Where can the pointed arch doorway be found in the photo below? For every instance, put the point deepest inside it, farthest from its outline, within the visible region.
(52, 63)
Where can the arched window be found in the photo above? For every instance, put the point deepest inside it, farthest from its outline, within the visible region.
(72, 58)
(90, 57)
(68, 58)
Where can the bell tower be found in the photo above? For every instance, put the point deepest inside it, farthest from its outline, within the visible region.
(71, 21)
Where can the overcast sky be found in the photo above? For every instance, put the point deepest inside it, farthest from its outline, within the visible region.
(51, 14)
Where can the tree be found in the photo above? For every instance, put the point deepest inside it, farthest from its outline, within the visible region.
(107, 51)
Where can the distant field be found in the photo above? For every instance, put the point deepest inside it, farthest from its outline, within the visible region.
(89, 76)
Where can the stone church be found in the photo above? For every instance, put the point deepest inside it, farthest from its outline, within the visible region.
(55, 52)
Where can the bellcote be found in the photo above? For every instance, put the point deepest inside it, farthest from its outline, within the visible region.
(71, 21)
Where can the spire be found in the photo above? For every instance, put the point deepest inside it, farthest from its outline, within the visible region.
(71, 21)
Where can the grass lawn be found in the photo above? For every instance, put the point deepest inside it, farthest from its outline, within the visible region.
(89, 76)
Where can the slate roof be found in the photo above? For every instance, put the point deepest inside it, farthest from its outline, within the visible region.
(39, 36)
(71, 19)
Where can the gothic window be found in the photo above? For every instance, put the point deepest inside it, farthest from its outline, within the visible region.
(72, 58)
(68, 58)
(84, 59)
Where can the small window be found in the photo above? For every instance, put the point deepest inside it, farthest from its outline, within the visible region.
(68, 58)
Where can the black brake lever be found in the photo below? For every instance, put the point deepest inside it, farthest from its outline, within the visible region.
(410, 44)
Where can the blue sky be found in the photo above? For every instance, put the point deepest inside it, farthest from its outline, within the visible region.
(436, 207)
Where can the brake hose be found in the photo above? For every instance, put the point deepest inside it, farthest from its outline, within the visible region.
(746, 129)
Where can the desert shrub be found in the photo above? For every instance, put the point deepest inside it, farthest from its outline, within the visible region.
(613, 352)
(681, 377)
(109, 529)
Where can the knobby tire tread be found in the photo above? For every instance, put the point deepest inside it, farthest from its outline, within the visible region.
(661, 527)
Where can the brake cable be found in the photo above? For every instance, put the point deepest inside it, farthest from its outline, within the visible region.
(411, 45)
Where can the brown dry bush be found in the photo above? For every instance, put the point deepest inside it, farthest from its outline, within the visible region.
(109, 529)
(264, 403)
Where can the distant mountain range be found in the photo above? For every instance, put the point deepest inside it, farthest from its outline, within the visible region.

-=-=-=-=-

▶ [GOAL]: Reproduce every item above word for word, keeping them in their original order.

▶ [SOLUTION TO THE EXERCISE]:
Where can the pointed arch doorway be found in the photo below? For every instance, put the point deepest inside it, farthest from its outline, within the visible region.
(52, 63)
Where can the arched window be found in the photo above? For every instance, put the point deepest inside it, farthest from its outline, within the visible region.
(72, 58)
(90, 57)
(68, 58)
Where can the bell tower be found in the photo above? For every instance, put the point deepest inside it, farthest from its outline, within the visible region.
(71, 21)
Where can the overcast sky be found in the photo above? For every instance, put the point deepest inside it, farthest from its outline, within the visible region.
(51, 14)
Where can the tree be found in the photo above? For every instance, put the point deepest inside it, farthest from its outline, within the visible region.
(107, 51)
Where can the distant field be found in the photo above? For every instance, put the point deepest inside it, farthest from its outline, within the visible region.
(89, 76)
Where can the stone church be found in the photo above? For every instance, put the point deepest inside it, farthest from its outline, within the visible region.
(55, 52)
Where can the bellcote be found in the photo above? For every instance, put the point deepest inside it, farthest from its outline, within the visible region.
(71, 21)
Where can the spire be found in the photo above? For every instance, put the point deepest inside it, farthest from its outline, within the visible region.
(71, 21)
Where can the grass lawn be found in the photo above? For every instance, put the point deepest inside it, farthest from its outline, within the visible region.
(89, 76)
Where can the slate roof be found in the photo above? For every instance, put the point deepest inside it, farthest from its outline, within the visible region.
(39, 36)
(71, 19)
Where can the gothic window be found in the photo above? For every instance, put the point deepest inside it, farthest from its outline, within the visible region.
(72, 58)
(68, 58)
(84, 59)
Where can the small window be found in the photo above? For every instance, put the point deepest inside it, farthest from its outline, within the visible region.
(68, 58)
Where can the black brake lever be found in the photo below? For every instance, put the point deepest inside it, farthest from its outline, within the visible region.
(410, 44)
Where can the blue sky be found in the photo above? For every instance, put the point deepest inside it, farthest from its outline, within the visible region.
(436, 207)
Where can the brake hose be found in the photo above? For every instance, put the point deepest inside it, farthest from its outline, within the visible region.
(746, 129)
Where can the desert shrub be found in the photo above? For every instance, put the point deepest inside it, farthest from its outline, within the visible region.
(613, 352)
(681, 377)
(109, 529)
Where can the knobby tire tread be found in the photo above? For every instance, put the point deepest inside it, farthest from its outline, within the visible region.
(661, 527)
Where can the brake cable be found in the photo above? For every instance, put the point deepest inside it, farthest from its outline, within the visible region.
(411, 45)
Where can the brown dry bush be found in the photo above? For every instance, put the point deepest inside it, farthest from its outline, within the visible region.
(109, 529)
(264, 403)
Where can the distant mountain range be found in the photo above? For every instance, put the point deepest inside it, farthest from its outline, within the visible region.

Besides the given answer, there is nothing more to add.